本記事は 株式会社パタンナー アドベントカレンダー 2021  11日目の記事です。

はじめに

まだ顧客開発の壁を超えられていない。リーン顧客開発について、自分の頭で考えて咀嚼しつづけている。今回はユーザーインタビューの失敗を振り返る。

1 見込み顧客とは何か?を考えていない

ユーザーインタビューとはお友達インタビューではない。お金を払えるお財布を持っており、お財布からお金お出してくれそうなユーザーのうち、お金を支払う”顧客”になりそうなユーザーのうち十数名にインタビューする行為がユーザーインタビューだ。

「リーン顧客開発」には『外へ出ろ!顧客に会え!』とだけ軽く書いてある。あまり深く理解せずにいると、とりあえずユーザーインタビューを実施しよう!やらないよりもやる!これが大事だ!と行動をはじめてしまう。これはね、ユーザーインタビューの罠だ。

インタビューは数を確保しようとするとリーンじゃなくなる。無駄が増える。インタビューの実施数だけを重視すると、だいたい自分が直接声をかけられる人から始める。すると、自分の友人がお金を払うであろう見込みのある顧客候補か深く検討することを忘れてしまうのだ。

2 決裁権者にリーチできない

toCサービスは当たるかどうかわからない。事業を固くやりたい人はtoBサービスを検討するだろう。おそらく社会人になって起業する人たちはtoBサービスのほうが多いんじゃないだろうか。

toBサービスでのユーザーインタビューは”決済権者”にインタビューすることが重要だ。支払う権利もない人にインタビューしたところで売上に繋がらないからだ。しかし、じゃないほう起業家である場合この壁をなかなか越えられないんじゃないかとおもう。日本の場合は特にそうだろうと感じた。

たとえば、学習塾の宣伝は校門で学生にティッシュを配る。そして学生から親御さんにリーチする。親御さんと一緒に学生が塾にやってくる。ここからクロージングだ。こういうスキームのようにインタビューを数珠つなぎさせたいと考える。

▬▬▬

◆ 指示 A:
ユーザーインタビューの失敗を振り返る文章について、次の問いに答えよ。
(i) この記事は株式会社パタンナーのアドベントカレンダー2021の何日目の記事か。
(ii) インタビューの実施数だけを重視すると、だいたいどんな人から始めると書かれているか。
(iii) 学習塾の宣伝では、校門で学生に何を配ると書かれているか。
◆ 指示 B: ユーザーインタビューの失敗を振り返る文章を、最後の文のあとから書き進めてください。
この後の資料は使わない。

データ項目
▬▬▬

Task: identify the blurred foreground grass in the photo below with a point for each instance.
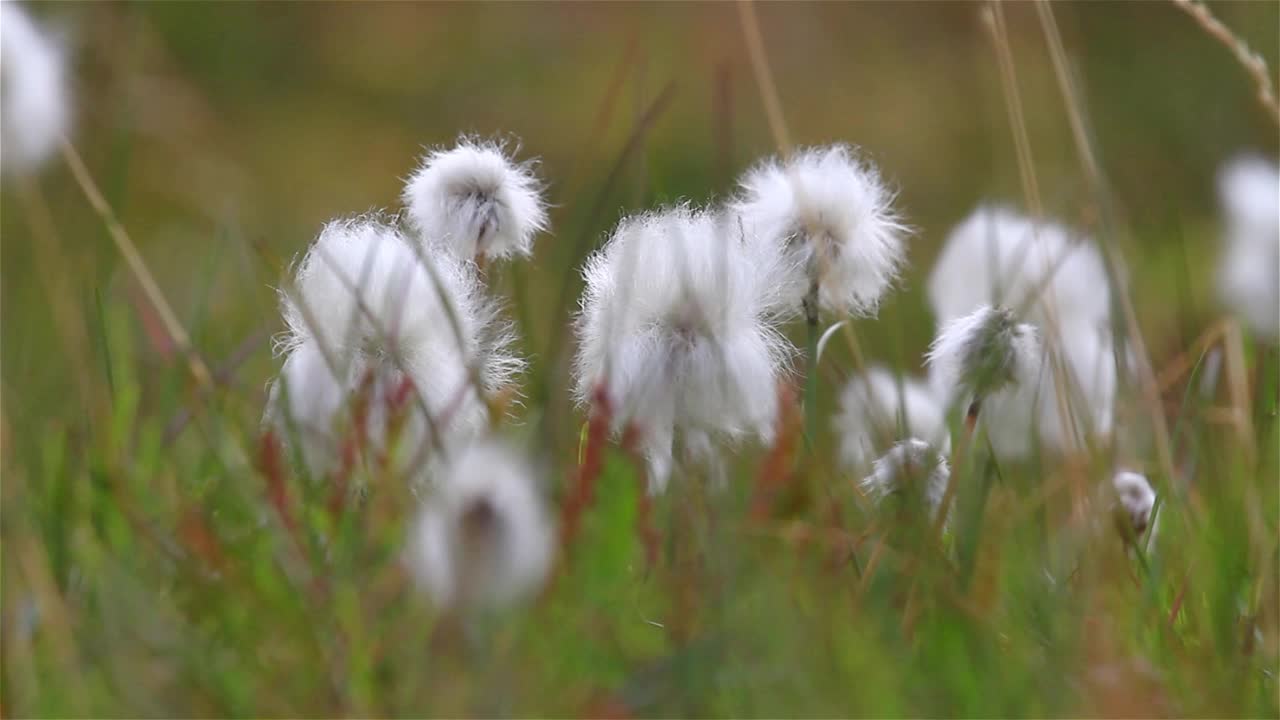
(154, 563)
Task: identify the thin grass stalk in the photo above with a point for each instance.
(764, 76)
(1252, 62)
(1112, 260)
(138, 267)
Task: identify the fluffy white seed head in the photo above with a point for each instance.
(1134, 497)
(36, 108)
(1249, 269)
(369, 313)
(475, 201)
(880, 408)
(997, 256)
(833, 214)
(910, 466)
(483, 538)
(677, 326)
(984, 352)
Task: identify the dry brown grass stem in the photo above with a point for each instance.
(993, 16)
(763, 76)
(133, 259)
(1248, 59)
(1115, 261)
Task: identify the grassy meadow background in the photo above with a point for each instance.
(152, 568)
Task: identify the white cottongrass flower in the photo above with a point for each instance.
(1249, 272)
(1134, 499)
(677, 326)
(366, 310)
(484, 538)
(984, 352)
(832, 213)
(910, 466)
(997, 256)
(475, 201)
(880, 408)
(36, 106)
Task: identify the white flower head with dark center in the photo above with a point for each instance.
(880, 408)
(1248, 276)
(997, 256)
(368, 310)
(910, 466)
(833, 213)
(1134, 499)
(986, 352)
(475, 201)
(35, 98)
(679, 327)
(483, 538)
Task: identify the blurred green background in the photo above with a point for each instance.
(216, 128)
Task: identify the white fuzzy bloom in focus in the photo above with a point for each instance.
(1248, 276)
(475, 201)
(35, 98)
(910, 464)
(833, 214)
(366, 311)
(984, 352)
(878, 408)
(484, 538)
(1136, 499)
(997, 256)
(677, 326)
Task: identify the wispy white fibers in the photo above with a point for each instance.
(1249, 272)
(475, 201)
(984, 352)
(878, 409)
(1134, 499)
(832, 213)
(997, 256)
(366, 311)
(677, 326)
(910, 466)
(484, 538)
(35, 110)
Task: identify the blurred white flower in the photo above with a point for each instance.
(677, 326)
(878, 408)
(984, 352)
(484, 538)
(475, 201)
(368, 311)
(1249, 272)
(36, 109)
(1086, 408)
(997, 256)
(1136, 499)
(832, 213)
(914, 466)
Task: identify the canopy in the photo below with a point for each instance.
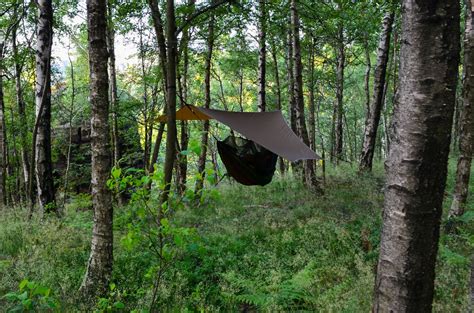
(269, 129)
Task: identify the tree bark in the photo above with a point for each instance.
(171, 99)
(207, 103)
(417, 163)
(44, 167)
(339, 109)
(3, 137)
(99, 267)
(69, 146)
(312, 122)
(308, 165)
(368, 67)
(262, 55)
(160, 36)
(291, 82)
(373, 116)
(146, 108)
(183, 89)
(281, 162)
(113, 92)
(466, 139)
(25, 158)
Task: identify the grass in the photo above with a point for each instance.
(272, 248)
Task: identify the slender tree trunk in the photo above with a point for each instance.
(23, 123)
(312, 122)
(171, 100)
(99, 267)
(3, 137)
(339, 110)
(466, 139)
(44, 167)
(471, 308)
(308, 165)
(262, 55)
(160, 36)
(368, 67)
(146, 107)
(183, 89)
(291, 82)
(281, 162)
(373, 117)
(113, 92)
(207, 103)
(69, 146)
(417, 164)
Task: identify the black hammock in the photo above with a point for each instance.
(246, 161)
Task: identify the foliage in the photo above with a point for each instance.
(31, 297)
(272, 248)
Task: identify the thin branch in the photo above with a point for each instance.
(198, 13)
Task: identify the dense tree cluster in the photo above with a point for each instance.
(358, 81)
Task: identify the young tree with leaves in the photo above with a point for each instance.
(43, 162)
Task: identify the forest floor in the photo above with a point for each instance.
(272, 248)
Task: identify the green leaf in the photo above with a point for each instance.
(42, 291)
(119, 305)
(116, 172)
(23, 283)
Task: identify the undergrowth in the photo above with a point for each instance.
(272, 248)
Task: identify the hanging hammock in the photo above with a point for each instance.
(252, 161)
(246, 161)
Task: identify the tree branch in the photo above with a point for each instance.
(198, 13)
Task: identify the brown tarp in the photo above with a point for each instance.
(268, 129)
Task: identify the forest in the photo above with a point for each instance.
(236, 155)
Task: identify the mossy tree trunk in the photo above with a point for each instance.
(99, 267)
(417, 163)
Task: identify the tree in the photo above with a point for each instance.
(417, 163)
(466, 140)
(99, 267)
(207, 103)
(25, 158)
(373, 116)
(3, 137)
(262, 54)
(44, 167)
(113, 82)
(172, 47)
(308, 165)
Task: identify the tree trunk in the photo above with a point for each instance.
(146, 114)
(99, 267)
(312, 122)
(291, 82)
(281, 162)
(262, 55)
(3, 137)
(367, 75)
(25, 158)
(183, 89)
(466, 139)
(339, 110)
(171, 100)
(44, 167)
(69, 146)
(373, 116)
(417, 163)
(308, 165)
(207, 103)
(113, 93)
(159, 31)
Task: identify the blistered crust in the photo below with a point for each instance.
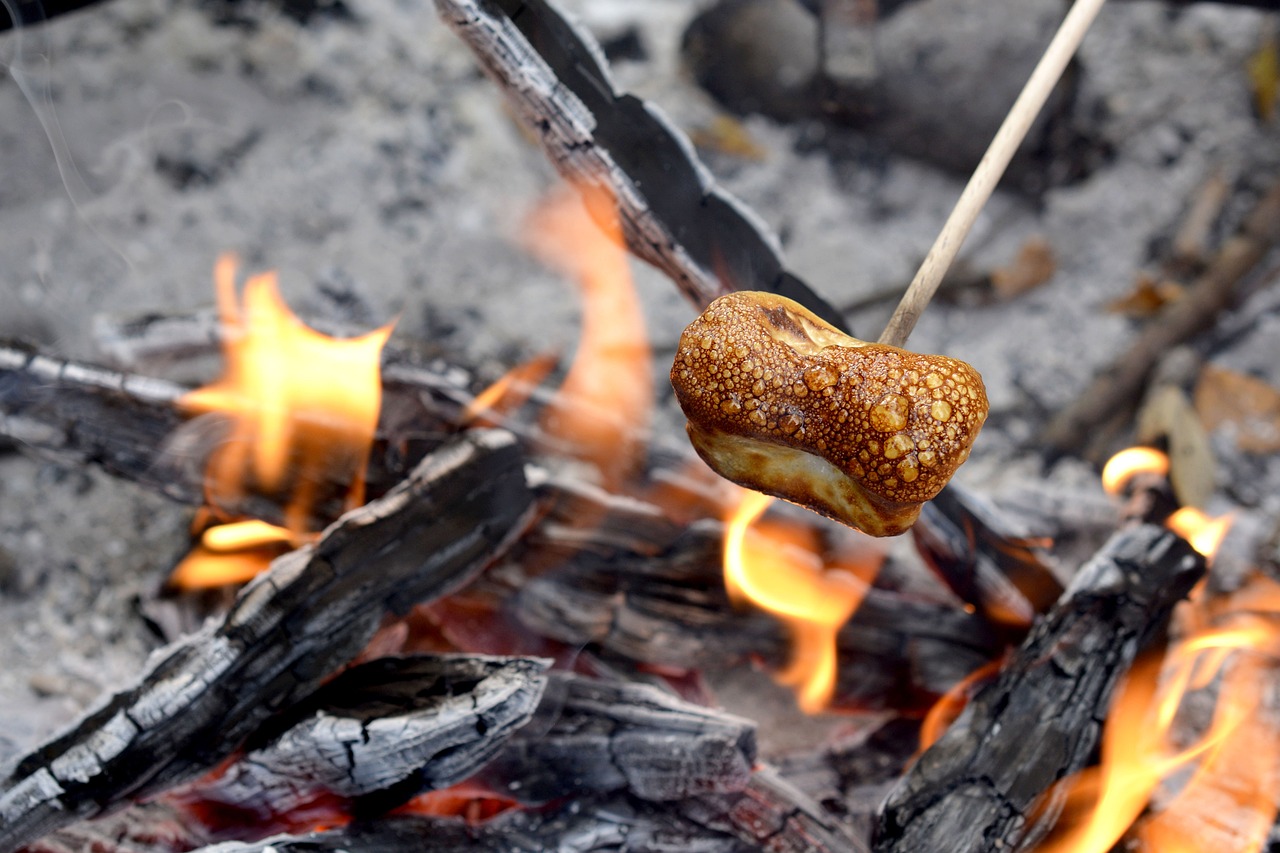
(763, 369)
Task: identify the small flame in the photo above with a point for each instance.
(603, 407)
(1205, 533)
(510, 392)
(776, 568)
(1136, 751)
(1129, 463)
(304, 409)
(945, 711)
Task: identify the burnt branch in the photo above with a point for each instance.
(1120, 384)
(379, 734)
(593, 737)
(1040, 721)
(672, 214)
(311, 612)
(643, 588)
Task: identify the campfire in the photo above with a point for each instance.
(424, 609)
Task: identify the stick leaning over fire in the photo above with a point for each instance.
(287, 630)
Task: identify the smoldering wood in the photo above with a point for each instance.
(775, 816)
(379, 734)
(984, 559)
(595, 737)
(673, 217)
(648, 589)
(1116, 389)
(1040, 720)
(853, 775)
(608, 825)
(142, 828)
(132, 427)
(311, 612)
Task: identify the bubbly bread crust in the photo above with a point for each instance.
(766, 383)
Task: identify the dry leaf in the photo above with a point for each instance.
(1147, 297)
(1249, 404)
(1168, 414)
(1032, 268)
(1265, 76)
(727, 136)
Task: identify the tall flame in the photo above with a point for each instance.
(1238, 757)
(777, 569)
(302, 409)
(603, 407)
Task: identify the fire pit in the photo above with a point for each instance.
(504, 625)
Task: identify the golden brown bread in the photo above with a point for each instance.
(781, 401)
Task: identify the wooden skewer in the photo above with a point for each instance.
(990, 169)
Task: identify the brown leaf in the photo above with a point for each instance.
(1147, 297)
(1247, 402)
(1033, 265)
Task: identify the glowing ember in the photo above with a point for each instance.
(1130, 461)
(777, 569)
(302, 410)
(602, 410)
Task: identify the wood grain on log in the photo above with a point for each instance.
(595, 737)
(311, 612)
(672, 214)
(1041, 719)
(379, 734)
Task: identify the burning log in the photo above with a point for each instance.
(672, 214)
(378, 734)
(309, 615)
(649, 591)
(131, 425)
(602, 737)
(976, 788)
(613, 825)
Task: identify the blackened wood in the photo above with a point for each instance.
(1040, 720)
(594, 737)
(311, 612)
(673, 215)
(379, 734)
(668, 606)
(144, 828)
(775, 816)
(1119, 386)
(132, 427)
(984, 560)
(615, 825)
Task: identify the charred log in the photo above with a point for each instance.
(579, 826)
(1040, 721)
(772, 815)
(673, 215)
(132, 425)
(378, 734)
(311, 612)
(650, 591)
(594, 737)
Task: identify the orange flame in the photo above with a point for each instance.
(603, 407)
(1205, 533)
(1137, 753)
(777, 569)
(304, 409)
(1130, 461)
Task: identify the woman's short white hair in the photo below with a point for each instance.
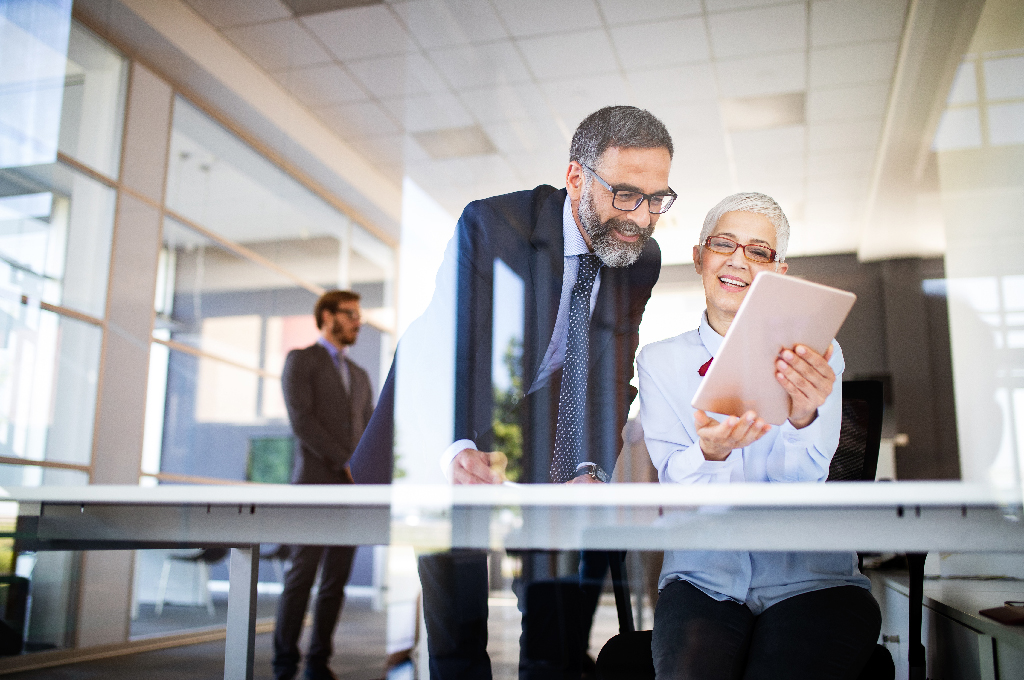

▬▬▬

◆ 回答 A:
(i) 11日目
(ii) 自分が直接声をかけられる人
(iii) ティッシュ

◆ 回答 B:
実際はちがう。20代後半の起業家の卵がユーザーインタビューを実施すると、インタビュイーは同年代の会社員になる。同年代の会社員は後輩の新入社員を二次紹介してくれるが、上司を紹介してくれる確率は異常に低い。というかほぼゼロだ。

自分の考えている事業アイデアを買うかどうか判断できる見込み顧客が、自分のリーチしやすい人材かどうか?を考えることはもっと重要視されていいとおもう。

事業アイデアを事業化するのって、起業家自身のディストリビューション(流通網)に依存する。

3 見込み顧客が少ない

ユーザーインタビューにおける最大のミスはこれだ。

落ち着いて戦略を考えれば見込み顧客を具体的に考えられる。お偉いさんにリーチする方法って時間はかかるからリーンじゃないんだけど方法はある。でも、見込み顧客を自分の力で増やすことはできない。マーケットは起業家がコントロールできない。

おそらくスタートアップの成功って運だよねっていわれる類のひとつだとおもう。たまたま見込み顧客が多い領域で事業アイデアを考えられた起業家はこの壁を無意識にぶっ壊している。そうでない起業家はずっとしぶいままだ。

ベンチャーキャピタルや投資家は、事業アイデアを考える時は創業者自身の想いや事業アイデアと創業者の経歴の関係性を重視する。いざ投資検討段階になるとマーケットサイズの問題にぶつかる。最低100億円以上の市場で10%のシェアを取らないと年商10億は論理的に不可能だからだ。年商10億が達成できないならIPOも実現できない。

平凡な俺は、難病患者を救えない

何がいいたいのかと言うと、事業アイデアが思いつくと使って欲しいユーザーに対してインタビューしたくなる。でもこれだと、PMF(プロダクト・マーケット・フィット)の壁を越えられない。達成できてPUF(プロダクト・ユーザー・フィット)だろう。これでは大きな事業は作れない。この現実がなかなか残酷だとおもった。

PMFできないで苦戦している起業家って、難病を救いたいお医者さんと似ている気がする。もし、自分自身ががん患者を救いたかったり、がんの研究に関心があったら、好きなことをやっていたら(難病よりもがん患者のほうが人数が多いから)自然に多くの人救える。そして、研究費用も集まりやすい。でも、難病を救いたい場合はどうだろう?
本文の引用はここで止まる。